## Problem
Please copy out the whole blog post on church and the gospel below, word for word.

Wednesday, October 22, 2008

Church and the Gospel

How "Church" should be done is a subject that is at the forefront of more than just a few disagreements among Christians for the last .... well for the last 2000 years. In light of that fact, it should come as no surprise to us that it comes up often today.

One question that has come to my attention recently pertains to who the worship service should be "aimed" towards. It may be that the "seeker sensitive" service that was all the rage for quite some time now, may be on its way out in "modern" churches. Some would argue that the seeker sensitive service missed the mark, because it was aimed at the wrong target. A church service should be for the Christian, not for the person who is trying to decide whether or not they should become one, they say.


Frankly, I agree with that assessment, to a point. Anyone who has followed this blog for any time probably realizes that I am a conservative Baptist (and I hope that term has no connotations that I am unaware of). As such I don't have much time for the whole seeker sensitive thing. From what I have seen of it, the seeker sensitive church, to a large extent, has come down to luring in people (who are interested in spiritual things) by promising to be relevant and entertaining, and to enhance their life, but never really getting to the subject of sin and the answer to sin.

## Supplied entries
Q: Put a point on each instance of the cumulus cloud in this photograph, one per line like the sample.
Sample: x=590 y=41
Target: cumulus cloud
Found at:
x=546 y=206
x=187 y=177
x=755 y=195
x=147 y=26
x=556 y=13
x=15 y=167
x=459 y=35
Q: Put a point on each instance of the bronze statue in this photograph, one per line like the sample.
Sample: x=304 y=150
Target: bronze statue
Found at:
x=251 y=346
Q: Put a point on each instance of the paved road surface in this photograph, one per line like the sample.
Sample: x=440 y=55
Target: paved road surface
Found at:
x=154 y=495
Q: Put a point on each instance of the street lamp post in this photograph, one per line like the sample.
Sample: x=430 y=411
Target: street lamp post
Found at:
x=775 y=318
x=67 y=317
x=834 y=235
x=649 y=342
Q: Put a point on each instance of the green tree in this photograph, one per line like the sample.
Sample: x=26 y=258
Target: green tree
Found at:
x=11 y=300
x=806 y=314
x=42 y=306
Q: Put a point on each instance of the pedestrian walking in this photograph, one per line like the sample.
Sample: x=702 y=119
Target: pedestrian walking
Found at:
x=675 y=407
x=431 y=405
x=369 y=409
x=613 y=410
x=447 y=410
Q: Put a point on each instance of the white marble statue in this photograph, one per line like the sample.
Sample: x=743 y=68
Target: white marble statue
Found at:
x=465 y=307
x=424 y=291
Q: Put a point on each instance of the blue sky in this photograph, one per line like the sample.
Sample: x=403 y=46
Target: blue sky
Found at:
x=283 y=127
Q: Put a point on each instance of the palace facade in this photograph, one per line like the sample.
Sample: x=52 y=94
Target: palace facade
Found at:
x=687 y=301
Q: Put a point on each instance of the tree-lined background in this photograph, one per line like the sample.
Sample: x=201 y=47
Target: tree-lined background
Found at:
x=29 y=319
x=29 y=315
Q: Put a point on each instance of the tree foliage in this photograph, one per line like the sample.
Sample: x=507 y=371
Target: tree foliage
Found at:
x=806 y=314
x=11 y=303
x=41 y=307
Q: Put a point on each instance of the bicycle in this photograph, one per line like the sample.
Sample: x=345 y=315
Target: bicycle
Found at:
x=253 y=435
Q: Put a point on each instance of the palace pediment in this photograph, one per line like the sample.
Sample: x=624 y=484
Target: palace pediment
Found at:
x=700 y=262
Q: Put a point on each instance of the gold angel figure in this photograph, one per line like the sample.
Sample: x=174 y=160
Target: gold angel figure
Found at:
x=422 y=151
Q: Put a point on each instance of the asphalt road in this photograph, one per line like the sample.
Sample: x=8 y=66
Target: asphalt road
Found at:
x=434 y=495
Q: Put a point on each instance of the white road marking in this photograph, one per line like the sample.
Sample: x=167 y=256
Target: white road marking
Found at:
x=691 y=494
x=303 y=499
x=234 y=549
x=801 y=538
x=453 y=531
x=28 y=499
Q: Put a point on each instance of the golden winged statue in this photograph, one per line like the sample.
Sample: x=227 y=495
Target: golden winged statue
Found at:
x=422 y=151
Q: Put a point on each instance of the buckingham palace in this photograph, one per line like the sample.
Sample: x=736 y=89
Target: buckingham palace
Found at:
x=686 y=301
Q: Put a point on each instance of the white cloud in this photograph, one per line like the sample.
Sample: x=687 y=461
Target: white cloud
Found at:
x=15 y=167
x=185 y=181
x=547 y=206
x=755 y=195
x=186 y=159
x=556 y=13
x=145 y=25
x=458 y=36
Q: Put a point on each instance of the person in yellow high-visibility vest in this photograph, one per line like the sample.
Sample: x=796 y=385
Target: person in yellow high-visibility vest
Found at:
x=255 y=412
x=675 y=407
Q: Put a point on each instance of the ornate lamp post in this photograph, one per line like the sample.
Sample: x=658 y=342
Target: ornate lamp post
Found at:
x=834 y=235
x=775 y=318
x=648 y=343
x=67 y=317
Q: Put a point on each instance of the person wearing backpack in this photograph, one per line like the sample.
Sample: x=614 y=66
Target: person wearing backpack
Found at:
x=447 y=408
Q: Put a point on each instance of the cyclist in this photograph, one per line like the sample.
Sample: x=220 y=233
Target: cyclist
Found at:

## Response to the task
Wednesday, October 22, 2008

Church and the Gospel

How "Church" should be done is a subject that is at the forefront of more than just a few disagreements among Christians for the last .... well for the last 2000 years. In light of that fact, it should come as no surprise to us that it comes up often today.

One question that has come to my attention recently pertains to who the worship service should be "aimed" towards. It may be that the "seeker sensitive" service that was all the rage for quite some time now, may be on its way out in "modern" churches. Some would argue that the seeker sensitive service missed the mark, because it was aimed at the wrong target. A church service should be for the Christian, not for the person who is trying to decide whether or not they should become one, they say.


Frankly, I agree with that assessment, to a point. Anyone who has followed this blog for any time probably realizes that I am a conservative Baptist (and I hope that term has no connotations that I am unaware of). As such I don't have much time for the whole seeker sensitive thing. From what I have seen of it, the seeker sensitive church, to a large extent, has come down to luring in people (who are interested in spiritual things) by promising to be relevant and entertaining, and to enhance their life, but never really getting to the subject of sin and the answer to sin.